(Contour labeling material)
=======

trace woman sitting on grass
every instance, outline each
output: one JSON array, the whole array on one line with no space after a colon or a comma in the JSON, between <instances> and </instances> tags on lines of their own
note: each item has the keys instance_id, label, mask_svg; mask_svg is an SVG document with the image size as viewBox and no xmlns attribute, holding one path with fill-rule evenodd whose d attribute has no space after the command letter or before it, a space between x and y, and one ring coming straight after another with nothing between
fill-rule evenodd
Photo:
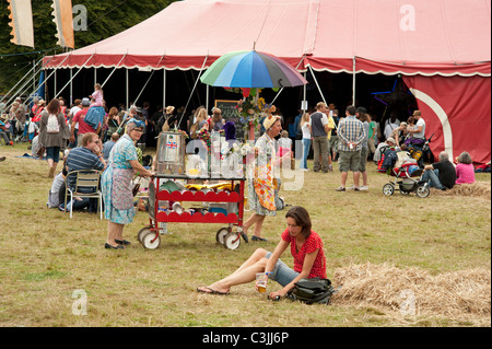
<instances>
[{"instance_id":1,"label":"woman sitting on grass","mask_svg":"<svg viewBox=\"0 0 492 349\"><path fill-rule=\"evenodd\" d=\"M198 292L210 294L229 294L231 287L251 282L257 272L266 272L268 278L280 283L283 289L270 292L269 299L284 296L303 278L326 279L326 258L323 241L311 230L312 223L306 209L295 206L285 214L288 228L281 235L273 254L258 248L232 275L209 287L198 288ZM280 256L289 247L294 257L294 270L288 267Z\"/></svg>"}]
</instances>

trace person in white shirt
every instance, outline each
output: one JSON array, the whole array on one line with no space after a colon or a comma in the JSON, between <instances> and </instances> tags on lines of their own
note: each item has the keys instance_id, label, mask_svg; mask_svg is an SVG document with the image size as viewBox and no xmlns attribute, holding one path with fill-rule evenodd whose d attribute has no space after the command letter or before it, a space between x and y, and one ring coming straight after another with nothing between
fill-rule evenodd
<instances>
[{"instance_id":1,"label":"person in white shirt","mask_svg":"<svg viewBox=\"0 0 492 349\"><path fill-rule=\"evenodd\" d=\"M422 118L422 113L420 110L414 110L413 117L417 119L415 127L407 130L409 137L405 143L407 146L422 146L425 142L425 121Z\"/></svg>"},{"instance_id":2,"label":"person in white shirt","mask_svg":"<svg viewBox=\"0 0 492 349\"><path fill-rule=\"evenodd\" d=\"M311 149L311 125L309 125L309 113L304 113L301 118L301 130L303 132L303 158L301 160L300 168L304 171L309 171L307 168L307 155Z\"/></svg>"},{"instance_id":3,"label":"person in white shirt","mask_svg":"<svg viewBox=\"0 0 492 349\"><path fill-rule=\"evenodd\" d=\"M400 120L395 112L391 113L389 119L385 121L384 135L385 139L393 136L393 131L400 126Z\"/></svg>"}]
</instances>

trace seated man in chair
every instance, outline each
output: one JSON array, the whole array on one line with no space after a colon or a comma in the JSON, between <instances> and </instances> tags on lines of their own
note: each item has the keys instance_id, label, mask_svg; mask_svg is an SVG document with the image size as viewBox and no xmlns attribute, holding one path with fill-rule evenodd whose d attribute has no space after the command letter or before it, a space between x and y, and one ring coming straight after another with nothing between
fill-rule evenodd
<instances>
[{"instance_id":1,"label":"seated man in chair","mask_svg":"<svg viewBox=\"0 0 492 349\"><path fill-rule=\"evenodd\" d=\"M106 162L103 158L99 137L96 133L87 132L82 137L82 147L73 148L67 156L67 171L83 171L83 170L98 170L106 168ZM68 177L68 186L71 190L75 187L75 176ZM97 199L83 199L73 202L73 209L82 209L89 206L89 212L97 212ZM67 210L71 210L71 205L67 203Z\"/></svg>"}]
</instances>

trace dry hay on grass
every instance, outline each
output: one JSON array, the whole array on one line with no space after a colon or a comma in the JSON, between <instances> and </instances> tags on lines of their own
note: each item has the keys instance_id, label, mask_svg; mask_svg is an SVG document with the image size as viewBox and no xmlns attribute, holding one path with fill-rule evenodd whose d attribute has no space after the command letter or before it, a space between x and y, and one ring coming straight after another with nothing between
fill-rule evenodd
<instances>
[{"instance_id":1,"label":"dry hay on grass","mask_svg":"<svg viewBox=\"0 0 492 349\"><path fill-rule=\"evenodd\" d=\"M333 303L371 306L408 315L441 315L453 319L491 316L491 271L469 269L432 276L419 268L383 264L340 268L333 286L341 286ZM414 314L408 313L414 299ZM405 315L405 314L403 314Z\"/></svg>"},{"instance_id":2,"label":"dry hay on grass","mask_svg":"<svg viewBox=\"0 0 492 349\"><path fill-rule=\"evenodd\" d=\"M476 182L473 184L457 184L453 189L433 190L432 195L438 196L472 196L491 199L490 182Z\"/></svg>"}]
</instances>

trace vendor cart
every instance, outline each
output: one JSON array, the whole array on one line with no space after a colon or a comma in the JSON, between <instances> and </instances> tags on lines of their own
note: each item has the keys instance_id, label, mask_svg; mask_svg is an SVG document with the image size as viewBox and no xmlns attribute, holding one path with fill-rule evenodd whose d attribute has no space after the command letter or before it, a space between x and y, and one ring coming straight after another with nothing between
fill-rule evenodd
<instances>
[{"instance_id":1,"label":"vendor cart","mask_svg":"<svg viewBox=\"0 0 492 349\"><path fill-rule=\"evenodd\" d=\"M212 189L186 185L199 181L220 182L222 185ZM175 183L179 183L180 189ZM150 224L139 231L139 242L145 248L157 248L165 229L163 225L166 225L162 223L225 223L227 225L219 229L215 240L229 249L236 249L243 233L244 187L244 177L156 174L149 184ZM185 209L184 202L198 202L198 208Z\"/></svg>"}]
</instances>

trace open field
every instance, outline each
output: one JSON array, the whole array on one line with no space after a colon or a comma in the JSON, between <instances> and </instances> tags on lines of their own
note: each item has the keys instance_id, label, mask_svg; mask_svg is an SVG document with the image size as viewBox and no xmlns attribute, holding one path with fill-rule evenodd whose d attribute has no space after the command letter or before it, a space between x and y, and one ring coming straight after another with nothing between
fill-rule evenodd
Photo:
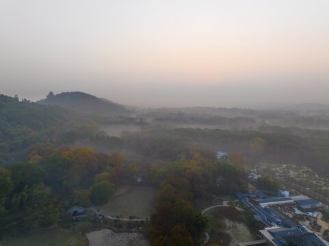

=======

● **Requirements**: Return every line of the material above that contains the string "grass". Case counts.

● **Expected output**:
trace woman sitting on grass
[{"instance_id":1,"label":"woman sitting on grass","mask_svg":"<svg viewBox=\"0 0 492 349\"><path fill-rule=\"evenodd\" d=\"M198 292L210 294L229 294L231 287L251 282L257 272L266 272L268 278L280 283L283 289L270 292L269 299L284 296L303 278L326 279L326 258L323 241L311 230L312 223L306 209L295 206L285 214L288 228L281 235L273 254L258 248L232 275L209 287L198 288ZM280 256L289 247L294 257L294 270L288 267Z\"/></svg>"}]
trace dry hay on grass
[{"instance_id":1,"label":"dry hay on grass","mask_svg":"<svg viewBox=\"0 0 492 349\"><path fill-rule=\"evenodd\" d=\"M333 303L371 306L408 315L441 315L453 319L491 316L491 271L469 269L432 276L419 268L383 264L340 268L333 286L341 286ZM414 314L408 313L414 299ZM405 315L405 314L403 314Z\"/></svg>"},{"instance_id":2,"label":"dry hay on grass","mask_svg":"<svg viewBox=\"0 0 492 349\"><path fill-rule=\"evenodd\" d=\"M476 182L473 184L457 184L453 189L433 190L432 195L438 196L472 196L491 199L490 182Z\"/></svg>"}]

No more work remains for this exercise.